Arrivé à l'été 2023 à Genève, Bradley Mazikou s'est imposé en tant que titulaire indiscutable au poste de latéral gauche. Le Franco-Congolais de 28 ans compte un match en pro avec le FC Lorient, son club formateur, et a également joué à Dunkerque et à Cholet, avant de choisir la Bulgarie pour lancer sa carrière en première division. C'est avec le CSKA Sofia qu'il a remporté son premier trophée, la Coupe nationale, puis, après une saison à l'Aris Salonique, il a choisi Genève pour continuer à progresser.

Blick l'a rencontré en pleine préparation du derby face à Lausanne (samedi à 18h) et, avant d'évoquer ce match pas comme les autres dans une saison, Bradley Mazikou a accepté de faire quelques petits détours dans l'échange.

Bradley, j'ai toujours voulu te demander quelque chose: comment as-tu fait pour t'avancer vers ce point de penalty en finale de Coupe face à Lugano?
Comment ça?

Quand je devais tirer un penalty en 3e ligue, je paniquais. Comment on fait en finale de Coupe de Suisse, quand il y a 30'000 personnes autour, et que tu sais que si tu rates, ton équipe perd?
Ah c'est ça la question (rires)! Franchement, tu sais à quoi je pensais?

Non, mais justement, j'aimerais bien savoir...
Franchement, à rien du tout!

Vraiment?
Je ne suis pas un tireur de penalty. Pas du tout. Dès que tu vois que les tireurs «officiels» marquent ou loupent et que ton tour va arriver, tu essaies de faire le vide et d'aller tirer le tien. Pas le choix! Je n'en avais jamais tiré en match officiel, mais ça m'est arrivé, comme tous les joueurs, d'en tirer à l'entraînement. Donc j'ai fait comme à l'entraînement.

C'est à dire?
J'ai choisi un un côté et j'ai tiré.

Mais sincèrement, avec 15'000 supporters qui veulent que tu rates, 15'000 qui veulent que tu marques, les sifflets, les cris, la pression de pouvoir perdre le trophée sur ton tir, tu arrives à faire le vide? Ca m'épate.
Personnellement, j'y arrive. J'ai une petite pression avant de rentrer sur le terrain, ça oui. Quand on est tous alignés pour la présentation, j'entends une sorte de brouhaha grâce aux supporters et aux fans, mais ensuite ça passe. J'essaie d'être focus sur mon jeu et sur le terrain.

Tiens, justement, en parlant de brouhaha, comment tu gères les réseaux sociaux?

════════

## Consigne donnée 1
D'après l'entretien avec Bradley Mazikou, quel trophée a-t-il remporté avec le CSKA Sofia ?
## Consigne donnée 2
Prolongez l'entretien avec Bradley Mazikou à partir de la question sur les réseaux sociaux, qui le termine.

## Matériel
════════

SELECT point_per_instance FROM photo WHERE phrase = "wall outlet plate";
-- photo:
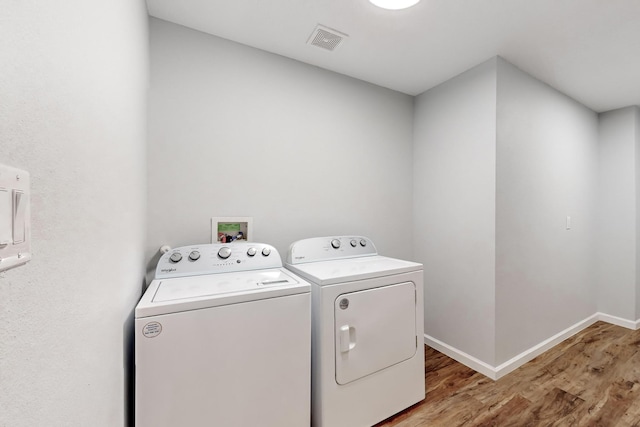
(15, 217)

════════

## Réponse rédigée 1
La Coupe nationale.

## Réponse rédigée 2
Je n'en ai pas. Enfin si, Snapchat, mais c'est tout. Et c'est privé.

Ca évite de voir les critiques...
En effet, je ne les vois pas. Mais moi, de nature, je suis quelqu'un de très critique envers moi-même déjà. Je n'ai pas besoin que quelqu'un me dise que j'ai fait un mauvais match, je le sais très bien. Tu sais, en tant que footballeur, tu es constamment remis en question, tu te corriges toi-même sans cesse. Après, les critiques positives, celles qui aident à avancer, ça ne me dérange pas. Et même, j'en ai besoin. Mais ce qui vient de l'extérieur, je n'y fais pas attention.

Toi d'accord. Mais il y a des footballeurs qui peuvent être touchés, qui peuvent même partir en dépression...
Mais complètement. Je pense que c'est un problème, je suis d'accord avec toi, surtout quand tu es jeune. Après, dès que tu commences à grandir, tu te durcis un peu... Il y aura toujours des gens qui veulent te faire du mal, c'est malheureux. Sans parler de mon cas, parce que ça ne me touche pas et que je ne le vois pas, je pense que les personnes qui parlent sur les joueurs devraient faire un peu attention. Il faut pouvoir critiquer, c'est normal, mais j'aimerais que les critiques soient constructives, qu'elles aident le joueur à pouvoir avancer dans son jeu et en tant qu'homme.

Pedro Neto à la course face à Bradley Mazikou.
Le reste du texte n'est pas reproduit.